= 記録データ =
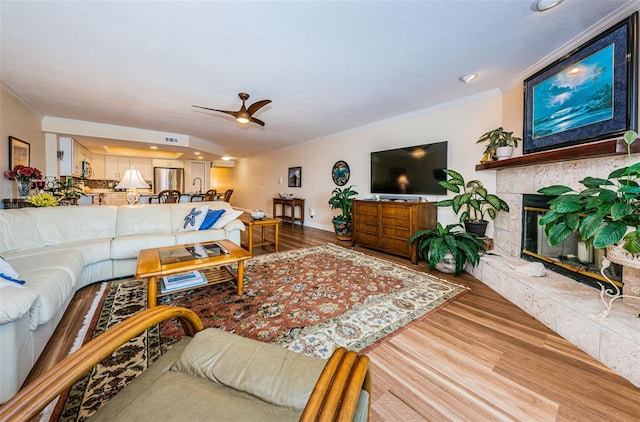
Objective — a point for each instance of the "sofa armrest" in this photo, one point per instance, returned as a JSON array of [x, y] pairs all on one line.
[[34, 397]]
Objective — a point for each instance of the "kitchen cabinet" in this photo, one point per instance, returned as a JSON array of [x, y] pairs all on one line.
[[144, 165], [159, 162], [386, 226], [73, 155], [97, 166]]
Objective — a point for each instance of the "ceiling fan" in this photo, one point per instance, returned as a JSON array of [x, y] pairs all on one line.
[[244, 115]]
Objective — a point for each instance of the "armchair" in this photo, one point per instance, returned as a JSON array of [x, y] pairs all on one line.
[[211, 375]]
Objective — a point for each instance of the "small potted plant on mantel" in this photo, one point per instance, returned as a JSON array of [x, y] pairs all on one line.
[[342, 200], [477, 205], [500, 144]]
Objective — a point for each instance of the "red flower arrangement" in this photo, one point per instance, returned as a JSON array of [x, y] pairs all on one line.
[[23, 173]]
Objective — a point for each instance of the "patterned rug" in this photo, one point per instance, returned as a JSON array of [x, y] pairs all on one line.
[[307, 300]]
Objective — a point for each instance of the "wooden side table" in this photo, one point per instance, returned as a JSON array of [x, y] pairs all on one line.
[[292, 203], [265, 222]]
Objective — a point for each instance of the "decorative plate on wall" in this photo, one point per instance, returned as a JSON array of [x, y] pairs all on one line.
[[340, 173]]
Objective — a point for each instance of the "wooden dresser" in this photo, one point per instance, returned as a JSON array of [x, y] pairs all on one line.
[[386, 226]]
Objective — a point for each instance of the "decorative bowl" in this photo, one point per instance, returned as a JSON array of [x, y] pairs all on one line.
[[257, 214]]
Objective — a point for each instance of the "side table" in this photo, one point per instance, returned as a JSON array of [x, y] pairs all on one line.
[[292, 203], [265, 222]]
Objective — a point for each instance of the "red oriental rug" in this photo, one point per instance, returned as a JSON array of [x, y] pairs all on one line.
[[308, 300]]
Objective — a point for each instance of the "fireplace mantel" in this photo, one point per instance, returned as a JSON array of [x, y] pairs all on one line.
[[591, 150]]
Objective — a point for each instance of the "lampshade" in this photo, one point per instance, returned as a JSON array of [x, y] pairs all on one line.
[[132, 179]]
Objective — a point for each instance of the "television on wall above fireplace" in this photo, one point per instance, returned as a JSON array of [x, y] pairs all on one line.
[[588, 95], [414, 170]]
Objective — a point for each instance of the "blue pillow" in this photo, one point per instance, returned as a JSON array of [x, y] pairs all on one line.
[[211, 218]]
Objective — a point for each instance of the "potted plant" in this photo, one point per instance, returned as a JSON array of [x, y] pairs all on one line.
[[500, 144], [606, 212], [447, 249], [342, 200], [477, 205]]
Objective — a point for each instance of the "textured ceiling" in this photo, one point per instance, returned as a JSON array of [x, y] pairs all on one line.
[[327, 66]]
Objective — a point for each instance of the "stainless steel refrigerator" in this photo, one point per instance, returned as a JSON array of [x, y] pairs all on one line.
[[165, 178]]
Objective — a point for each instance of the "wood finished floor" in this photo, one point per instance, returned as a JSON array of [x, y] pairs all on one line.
[[480, 358]]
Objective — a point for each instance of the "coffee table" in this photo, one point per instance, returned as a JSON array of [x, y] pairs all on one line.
[[262, 223], [212, 257]]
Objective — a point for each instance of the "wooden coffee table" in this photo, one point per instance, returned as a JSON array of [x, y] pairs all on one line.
[[212, 257], [262, 223]]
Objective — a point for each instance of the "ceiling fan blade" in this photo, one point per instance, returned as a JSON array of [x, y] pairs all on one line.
[[233, 113], [257, 106], [258, 121]]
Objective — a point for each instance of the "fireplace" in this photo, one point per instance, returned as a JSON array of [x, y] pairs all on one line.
[[572, 258]]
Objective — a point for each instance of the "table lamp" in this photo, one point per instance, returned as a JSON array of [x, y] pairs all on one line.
[[131, 181]]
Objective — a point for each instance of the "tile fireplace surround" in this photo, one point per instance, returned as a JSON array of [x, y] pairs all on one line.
[[568, 307]]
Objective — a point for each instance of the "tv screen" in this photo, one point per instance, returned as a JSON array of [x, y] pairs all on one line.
[[412, 170]]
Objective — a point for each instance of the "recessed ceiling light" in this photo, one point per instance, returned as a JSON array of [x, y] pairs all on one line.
[[468, 77], [544, 5]]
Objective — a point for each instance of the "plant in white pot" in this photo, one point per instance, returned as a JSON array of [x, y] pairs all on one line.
[[472, 200], [500, 144], [606, 214]]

= 課題の詳細 =
最初の行から「[[23, 173]]」を含む行までを両端も含めて指示文ごと示し直し、解答中の座標の数値だけを0.5倍に縮尺して整数に丸めてください（端数が0.5のときは切り上げ）。出力はこれらの行に限り、画像は含めないでください。

= 本課題の解答 =
Objective — a point for each instance of the "sofa armrest" in this photo, one point per instance, returned as a JSON array of [x, y] pairs all on one line.
[[17, 199]]
Objective — a point for each instance of the "kitchen cabinet" in this photo, one point per instance, returned as a JSON array of [x, y] pairs all on one line.
[[72, 83], [80, 81], [193, 113], [37, 78], [49, 83]]
Objective — a point for each instance of the "ceiling fan" in this photo, one point per instance, returned as a JSON array of [x, y] pairs all on one line.
[[122, 58]]
Objective — a point for each instance of the "armchair" in this photo, one point per instance, returned as a JSON array of [x, y] pairs all on one line.
[[106, 188]]
Objective — a point for each instance of the "small potted plant on mantel" in this photo, one point per instance, returned as a JSON array of [x, y] pairs all on one line.
[[171, 100], [239, 103], [250, 72]]
Objective — a point for each instance of the "red flower arrangement" in this photo, one point per instance, returned as a JSON array of [x, y] pairs all on one line.
[[12, 87]]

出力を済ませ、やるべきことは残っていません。